[Begin]
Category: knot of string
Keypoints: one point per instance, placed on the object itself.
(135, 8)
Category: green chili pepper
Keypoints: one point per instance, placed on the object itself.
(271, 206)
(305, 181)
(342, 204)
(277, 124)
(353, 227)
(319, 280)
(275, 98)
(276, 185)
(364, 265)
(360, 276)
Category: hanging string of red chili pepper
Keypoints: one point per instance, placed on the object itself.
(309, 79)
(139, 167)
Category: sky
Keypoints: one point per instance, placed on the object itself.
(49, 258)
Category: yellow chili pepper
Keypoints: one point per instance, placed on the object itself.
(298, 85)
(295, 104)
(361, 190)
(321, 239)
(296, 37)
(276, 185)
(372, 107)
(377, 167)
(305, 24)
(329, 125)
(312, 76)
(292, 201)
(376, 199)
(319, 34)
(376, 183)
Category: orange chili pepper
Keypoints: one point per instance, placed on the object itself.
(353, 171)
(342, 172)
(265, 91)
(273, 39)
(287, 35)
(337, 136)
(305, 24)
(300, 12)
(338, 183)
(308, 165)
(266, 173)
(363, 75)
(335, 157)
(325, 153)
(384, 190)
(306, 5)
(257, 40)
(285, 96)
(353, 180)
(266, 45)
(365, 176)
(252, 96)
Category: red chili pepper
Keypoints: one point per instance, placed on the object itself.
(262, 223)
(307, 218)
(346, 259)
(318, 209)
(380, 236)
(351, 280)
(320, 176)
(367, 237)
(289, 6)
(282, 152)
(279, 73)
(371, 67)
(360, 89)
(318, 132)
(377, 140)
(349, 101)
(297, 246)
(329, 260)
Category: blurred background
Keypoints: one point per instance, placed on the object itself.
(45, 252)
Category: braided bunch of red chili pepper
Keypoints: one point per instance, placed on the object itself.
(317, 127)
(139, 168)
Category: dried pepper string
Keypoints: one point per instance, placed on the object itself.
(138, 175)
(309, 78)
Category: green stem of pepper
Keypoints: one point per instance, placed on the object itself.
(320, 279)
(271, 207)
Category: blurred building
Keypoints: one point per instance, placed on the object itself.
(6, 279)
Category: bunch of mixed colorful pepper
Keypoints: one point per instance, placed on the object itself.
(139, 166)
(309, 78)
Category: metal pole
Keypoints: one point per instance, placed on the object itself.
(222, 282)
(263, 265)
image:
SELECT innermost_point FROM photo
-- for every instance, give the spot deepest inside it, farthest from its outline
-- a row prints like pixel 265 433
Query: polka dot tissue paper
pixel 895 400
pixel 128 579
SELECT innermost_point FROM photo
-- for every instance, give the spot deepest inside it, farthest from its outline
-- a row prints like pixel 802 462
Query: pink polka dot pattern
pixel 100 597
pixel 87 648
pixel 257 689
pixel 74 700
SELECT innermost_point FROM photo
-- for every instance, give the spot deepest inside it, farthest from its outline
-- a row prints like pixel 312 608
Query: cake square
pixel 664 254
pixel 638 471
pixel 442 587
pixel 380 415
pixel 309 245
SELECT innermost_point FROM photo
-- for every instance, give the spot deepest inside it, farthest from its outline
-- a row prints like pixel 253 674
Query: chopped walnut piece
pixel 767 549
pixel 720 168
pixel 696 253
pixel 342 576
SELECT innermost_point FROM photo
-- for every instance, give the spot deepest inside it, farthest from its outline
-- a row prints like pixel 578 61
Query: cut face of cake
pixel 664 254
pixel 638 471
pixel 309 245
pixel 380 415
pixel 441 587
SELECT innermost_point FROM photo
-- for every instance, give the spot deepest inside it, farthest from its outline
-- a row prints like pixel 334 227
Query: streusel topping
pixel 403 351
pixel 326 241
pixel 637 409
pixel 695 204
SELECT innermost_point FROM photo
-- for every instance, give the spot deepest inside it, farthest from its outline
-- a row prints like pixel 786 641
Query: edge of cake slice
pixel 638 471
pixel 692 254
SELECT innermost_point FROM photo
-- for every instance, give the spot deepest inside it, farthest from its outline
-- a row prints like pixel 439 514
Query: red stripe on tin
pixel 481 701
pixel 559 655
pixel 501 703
[End]
• [Your objective]: Repeat the line containing "Category: blurred building" and all subsequent lines through the final line of the data, exactly and with no others.

• [Finished task]:
Category: blurred building
Keypoints: one point per instance, placed on the object itself.
(6, 279)
Category: bunch of mixed colorful pepper
Keypoints: one point per instance, placed on the object itself.
(139, 166)
(309, 78)
Category: metal pole
Keypoints: one point per instance, placed on the object itself.
(222, 282)
(263, 265)
image:
SELECT innermost_point FROM photo
-- for every instance, give the spot deepest inside it, farthest from its outline
-- a row prints like pixel 265 433
Query: polka dot tissue paper
pixel 895 400
pixel 128 579
SELECT innermost_point FROM photo
-- for every instance, give the spot deepest inside it, farthest from its outline
-- a row prints like pixel 802 462
Query: pink polka dot pattern
pixel 100 597
pixel 87 648
pixel 257 689
pixel 74 700
SELECT innermost_point FROM photo
-- for every instance, give the spot deepest inside it, farthest from its outline
-- a row prints like pixel 312 608
Query: cake square
pixel 664 254
pixel 638 471
pixel 442 587
pixel 380 415
pixel 309 245
SELECT innermost_point FROM photo
-- for every instance, give the spot deepest inside it, farthest from its outline
-- a row prints like pixel 253 674
Query: chopped walnut piece
pixel 767 549
pixel 720 168
pixel 696 253
pixel 342 576
SELECT innermost_point FROM photo
-- for every instance, give the spot deepest inside it, farthest from its outline
-- a row prints like pixel 578 61
Query: cut face of cake
pixel 664 254
pixel 638 471
pixel 309 245
pixel 380 415
pixel 441 587
SELECT innermost_point FROM photo
-- for every instance, give the spot deepest inside it, farthest from its outline
-- a row prints like pixel 334 227
Query: streusel topping
pixel 403 351
pixel 326 241
pixel 637 409
pixel 695 204
SELECT innermost_point FROM photo
-- for every instance, give the spot deepest inside it, farthest from its outline
-- a row prints like pixel 786 641
Query: edge of cake slice
pixel 638 471
pixel 692 254
SELECT innermost_point FROM photo
-- for every instance, give the spot deepest inside it, farthest from its outline
-- a row prints like pixel 439 514
Query: red stripe on tin
pixel 481 701
pixel 559 655
pixel 501 703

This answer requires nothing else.